• [WHAT YOU WILL DO]
Every line must be returned precisely as it is written.

• [DATA FOR THIS TASK]
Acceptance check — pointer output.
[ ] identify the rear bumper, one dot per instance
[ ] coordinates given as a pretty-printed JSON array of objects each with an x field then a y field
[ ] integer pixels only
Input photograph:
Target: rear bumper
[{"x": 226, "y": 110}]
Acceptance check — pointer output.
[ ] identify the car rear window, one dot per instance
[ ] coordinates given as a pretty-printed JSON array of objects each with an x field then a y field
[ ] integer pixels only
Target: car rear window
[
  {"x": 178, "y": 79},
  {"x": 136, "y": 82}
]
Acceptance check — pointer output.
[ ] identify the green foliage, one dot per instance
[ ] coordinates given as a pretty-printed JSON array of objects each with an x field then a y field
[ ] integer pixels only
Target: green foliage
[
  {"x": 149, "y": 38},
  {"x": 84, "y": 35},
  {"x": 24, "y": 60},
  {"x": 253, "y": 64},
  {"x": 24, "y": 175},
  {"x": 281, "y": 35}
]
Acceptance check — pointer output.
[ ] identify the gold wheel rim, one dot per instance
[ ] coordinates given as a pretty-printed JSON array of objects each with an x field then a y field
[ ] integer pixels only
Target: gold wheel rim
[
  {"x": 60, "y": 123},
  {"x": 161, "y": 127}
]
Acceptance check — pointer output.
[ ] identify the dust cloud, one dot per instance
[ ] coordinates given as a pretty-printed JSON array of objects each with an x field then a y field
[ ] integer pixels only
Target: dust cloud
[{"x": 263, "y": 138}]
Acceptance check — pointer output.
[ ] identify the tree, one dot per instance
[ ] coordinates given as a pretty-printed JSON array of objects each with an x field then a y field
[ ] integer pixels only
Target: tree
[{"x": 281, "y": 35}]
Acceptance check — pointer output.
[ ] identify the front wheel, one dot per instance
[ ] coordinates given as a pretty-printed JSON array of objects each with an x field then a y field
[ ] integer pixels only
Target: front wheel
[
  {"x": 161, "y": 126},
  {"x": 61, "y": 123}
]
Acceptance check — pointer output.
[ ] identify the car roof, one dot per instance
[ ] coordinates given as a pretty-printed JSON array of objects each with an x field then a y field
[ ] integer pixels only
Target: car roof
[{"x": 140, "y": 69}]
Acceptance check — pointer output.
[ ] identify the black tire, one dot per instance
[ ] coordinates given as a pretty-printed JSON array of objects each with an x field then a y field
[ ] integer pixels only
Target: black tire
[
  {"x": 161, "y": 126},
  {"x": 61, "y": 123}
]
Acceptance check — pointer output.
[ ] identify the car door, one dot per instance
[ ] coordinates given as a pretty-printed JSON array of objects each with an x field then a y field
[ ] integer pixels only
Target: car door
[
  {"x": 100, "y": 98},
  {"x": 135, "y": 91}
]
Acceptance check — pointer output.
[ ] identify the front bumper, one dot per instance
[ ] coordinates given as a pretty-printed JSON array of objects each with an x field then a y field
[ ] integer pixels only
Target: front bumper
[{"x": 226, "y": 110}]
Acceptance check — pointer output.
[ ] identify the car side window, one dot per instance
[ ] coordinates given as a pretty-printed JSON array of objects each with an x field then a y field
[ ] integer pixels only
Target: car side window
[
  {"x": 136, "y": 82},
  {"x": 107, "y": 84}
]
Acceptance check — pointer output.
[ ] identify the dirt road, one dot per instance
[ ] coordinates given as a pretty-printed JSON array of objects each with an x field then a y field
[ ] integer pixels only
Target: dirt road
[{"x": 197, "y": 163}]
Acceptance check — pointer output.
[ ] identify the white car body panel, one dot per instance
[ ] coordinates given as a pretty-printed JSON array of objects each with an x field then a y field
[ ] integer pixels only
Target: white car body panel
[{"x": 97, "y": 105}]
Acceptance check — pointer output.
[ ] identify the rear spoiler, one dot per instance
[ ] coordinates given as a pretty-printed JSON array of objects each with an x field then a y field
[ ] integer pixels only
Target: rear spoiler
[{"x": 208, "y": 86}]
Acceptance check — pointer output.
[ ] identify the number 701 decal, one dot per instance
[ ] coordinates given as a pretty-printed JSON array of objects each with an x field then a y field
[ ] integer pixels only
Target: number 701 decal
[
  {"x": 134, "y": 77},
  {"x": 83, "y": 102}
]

• [FINAL RESULT]
Acceptance check — pointer output.
[ ] identify the rear bumper, one dot per instance
[ ] coordinates given as a pretty-printed JSON array of objects each with an x field then a y field
[ ] integer pixels only
Input photograph:
Target: rear bumper
[{"x": 226, "y": 110}]
Acceptance check — pointer output.
[ ] identify the car rear window, one dot per instance
[ ] coordinates given as a pretty-printed JSON array of objects each with an x field then a y field
[ ] integer pixels only
Target: car rear window
[
  {"x": 178, "y": 79},
  {"x": 136, "y": 82}
]
Acceptance check — pointer output.
[ ] identify the green foliage, one dot per instance
[ ] coordinates given as a pretty-printed JSON array of objects each with an x field then a y field
[ ] integer pixels only
Target: green foliage
[
  {"x": 149, "y": 38},
  {"x": 84, "y": 35},
  {"x": 24, "y": 60},
  {"x": 253, "y": 64},
  {"x": 24, "y": 175},
  {"x": 281, "y": 35}
]
Acceptance check — pointer output.
[ ] identify the gold wheel rim, one dot per instance
[ ] coordinates given as a pretty-printed JSON array of objects each with an x field then a y field
[ ] integer pixels only
Target: gold wheel rim
[
  {"x": 60, "y": 123},
  {"x": 161, "y": 127}
]
Acceptance check — pointer output.
[ ] identify the dust cloud, one dot per instance
[ ] coordinates given as a pretty-printed JSON array of objects each with an x field then a y field
[ ] integer pixels only
Target: dust cloud
[{"x": 263, "y": 138}]
Acceptance check — pointer output.
[ ] identify the tree, one dot per instance
[ ] coordinates given as a pretty-printed JSON array of objects each with an x field then a y field
[ ] integer pixels only
Target: tree
[{"x": 281, "y": 35}]
Acceptance check — pointer output.
[ ] identify the front wheel, one dot per instance
[ ] coordinates given as a pretty-printed JSON array of objects each with an x field then a y field
[ ] integer pixels only
Target: front wheel
[
  {"x": 161, "y": 126},
  {"x": 61, "y": 123}
]
Acceptance check — pointer output.
[ ] identify the car roof, one dot per instance
[ ] coordinates given as a pretty-printed JSON array of objects each with an x field then a y field
[ ] integer pixels only
Target: car roof
[{"x": 140, "y": 69}]
Acceptance check — pointer output.
[ ] identify the black tire, one dot per instance
[ ] coordinates given as a pretty-printed JSON array of objects each with an x field then a y field
[ ] integer pixels only
Target: black tire
[
  {"x": 161, "y": 126},
  {"x": 61, "y": 123}
]
Acceptance check — pointer output.
[ ] identify the car door, one dot per instance
[ ] coordinates given as a pretty-printed JSON array of objects each with an x field then a y field
[ ] integer pixels only
Target: car door
[
  {"x": 100, "y": 98},
  {"x": 135, "y": 91}
]
Acceptance check — pointer output.
[ ] identify the front bumper, one dot per instance
[ ] coordinates given as a pretty-printed JSON array of objects each with an x field then a y field
[ ] integer pixels only
Target: front bumper
[{"x": 226, "y": 110}]
Acceptance check — pointer output.
[ ] identify the car side window, one dot per instance
[ ] coordinates given as a pretty-printed JSON array of objects each with an x field then a y field
[ ] integer pixels only
Target: car side window
[
  {"x": 136, "y": 82},
  {"x": 107, "y": 84}
]
Acceptance check — pointer output.
[ ] identify the dirt road, one dot per instance
[ ] coordinates given as a pretty-printed JSON array of objects each with an x field then a y field
[ ] integer pixels only
Target: dirt road
[{"x": 197, "y": 163}]
Acceptance check — pointer output.
[ ] identify the white car body panel, one dot per instance
[ ] coordinates given as a pretty-printed JSON array of objects each with an x field then a y field
[ ] integer pixels only
Target: white car body panel
[{"x": 97, "y": 105}]
Acceptance check — pointer output.
[ ] identify the rear spoiler, one dot per instance
[ ] coordinates given as a pretty-printed JSON array of objects each with an x field then a y field
[ ] integer pixels only
Target: rear spoiler
[{"x": 208, "y": 86}]
Acceptance check — pointer output.
[ ] identify the number 701 decal, one dot per instance
[ ] coordinates given as a pretty-printed JSON array of objects each with an x field then a y field
[ ] integer pixels only
Target: number 701 decal
[
  {"x": 134, "y": 77},
  {"x": 83, "y": 102}
]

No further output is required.